Geselecteerd fragment:
━━━━━━━━
ECLI:NL:RBDHA:2025:645

Rechtbank Den Haag

Datum uitspraak
21 januari 2025
Publicatiedatum
21 januari 2025
Zaaknummer
NL24.34986
Instantie
Rechtbank Den Haag
Type
Uitspraak
Procedures
  • Eerste aanleg - enkelvoudig
Rechters
Vindplaatsen
  • Rechtspraak.nl
AI samenvatting door LexboostAutomatisch gegenereerd

Beoordeling van een terugkeerbesluit en zwaar inreisverbod voor een Albanese vreemdeling na veroordeling voor cocaïnesmokkel

In deze uitspraak van de Rechtbank Den Haag, zittingsplaats Groningen, wordt het beroep van een Albanese vreemdeling beoordeeld tegen een terugkeerbesluit en een zwaar inreisverbod van tien jaar. De eiser, die eerder in Frankrijk verbleef, werd op 10 april 2023 in Nederland aangehouden wegens cocaïnesmokkel en kreeg een gevangenisstraf van 38 maanden opgelegd. De minister van Asiel en Migratie heeft op 26 augustus 2024 een terugkeerbesluit en een inreisverbod uitgevaardigd, waarbij eiser werd opgedragen het grondgebied van de Europese Unie te verlaten. De rechtbank behandelt het beroep van eiser, die aanvoert dat hij ten onrechte als gevaar voor de openbare orde is aangemerkt en dat de raadplegingsprocedure met Frankrijk te laat is gestart.
━━━━━━━━
Vastgelegde gegevens:
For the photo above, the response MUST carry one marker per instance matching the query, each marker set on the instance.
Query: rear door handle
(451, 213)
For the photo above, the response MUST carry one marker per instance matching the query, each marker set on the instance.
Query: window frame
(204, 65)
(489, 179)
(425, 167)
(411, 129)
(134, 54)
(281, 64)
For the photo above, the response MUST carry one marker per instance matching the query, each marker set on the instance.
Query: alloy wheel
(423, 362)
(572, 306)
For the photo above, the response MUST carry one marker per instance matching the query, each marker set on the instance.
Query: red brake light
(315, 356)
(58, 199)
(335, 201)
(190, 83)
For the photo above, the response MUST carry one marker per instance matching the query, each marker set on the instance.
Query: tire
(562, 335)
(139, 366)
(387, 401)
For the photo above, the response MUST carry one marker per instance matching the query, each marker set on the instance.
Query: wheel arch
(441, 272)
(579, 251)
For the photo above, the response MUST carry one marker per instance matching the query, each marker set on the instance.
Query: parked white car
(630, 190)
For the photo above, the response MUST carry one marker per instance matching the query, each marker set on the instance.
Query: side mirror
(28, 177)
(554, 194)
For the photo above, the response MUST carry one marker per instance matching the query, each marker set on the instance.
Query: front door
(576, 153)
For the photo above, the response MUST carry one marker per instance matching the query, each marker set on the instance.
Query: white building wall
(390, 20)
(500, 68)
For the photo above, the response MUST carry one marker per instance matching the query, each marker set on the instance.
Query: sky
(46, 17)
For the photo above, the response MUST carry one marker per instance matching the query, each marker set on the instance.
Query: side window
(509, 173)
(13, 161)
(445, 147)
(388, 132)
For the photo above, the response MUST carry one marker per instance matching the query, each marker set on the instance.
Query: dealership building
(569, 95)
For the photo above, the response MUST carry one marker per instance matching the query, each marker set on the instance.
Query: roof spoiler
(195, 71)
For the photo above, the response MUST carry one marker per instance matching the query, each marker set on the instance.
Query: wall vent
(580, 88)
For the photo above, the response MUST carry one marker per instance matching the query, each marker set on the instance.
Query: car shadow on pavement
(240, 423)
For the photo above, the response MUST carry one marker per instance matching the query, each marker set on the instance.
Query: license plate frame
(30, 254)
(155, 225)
━━━━━━━━
Opdrachten:
1. Welke twee bezwaren voert eiser volgens de uitspraak over het terugkeerbesluit aan in zijn beroep? Antwoord in één tot drie zinnen.
2. Geef bij elke bewering aan of die klopt met de uitspraak over het terugkeerbesluit: antwoord met ja of nee en citeer de beslissende woorden letterlijk. (a) Eiser verbleef vóór zijn aanhouding in Duitsland. (b) Het inreisverbod geldt voor tien jaar. (c) Eiser kreeg een gevangenisstraf van 38 maanden.
3. Schrijf alsjeblieft het vervolg van de uitspraak over het terugkeerbesluit, te beginnen na de laatste zin.

Antwoorden per opdracht:
1. Eiser voert aan dat hij ten onrechte als gevaar voor de openbare orde is aangemerkt. Daarnaast stelt hij dat de raadplegingsprocedure met Frankrijk te laat is gestart.

2.
(a) Nee: "De eiser, die eerder in Frankrijk verbleef"
(b) Ja: "een zwaar inreisverbod van tien jaar"
(c) Ja: "kreeg een gevangenisstraf van 38 maanden opgelegd"

3.
De rechtbank oordeelt dat de minister terecht heeft geconcludeerd dat eiser een actuele en ernstige bedreiging voor de openbare orde vormt, gezien zijn veroordeling voor een ernstig misdrijf en de recente aard daarvan. De rechtbank wijst erop dat de minister bij de beoordeling van het inreisverbod alle relevante feiten en omstandigheden in acht heeft genomen. Eiser's argument dat de raadplegingsprocedure te laat is gestart, wordt verworpen, omdat de minister verplicht was om het terugkeerbesluit en inreisverbod uit te vaardigen op basis van de openbare orde. De rechtbank concludeert dat het beroep ongegrond is en dat de minister het terugkeerbesluit en inreisverbod terecht heeft opgelegd. Eiser krijgt geen proceskostenvergoeding.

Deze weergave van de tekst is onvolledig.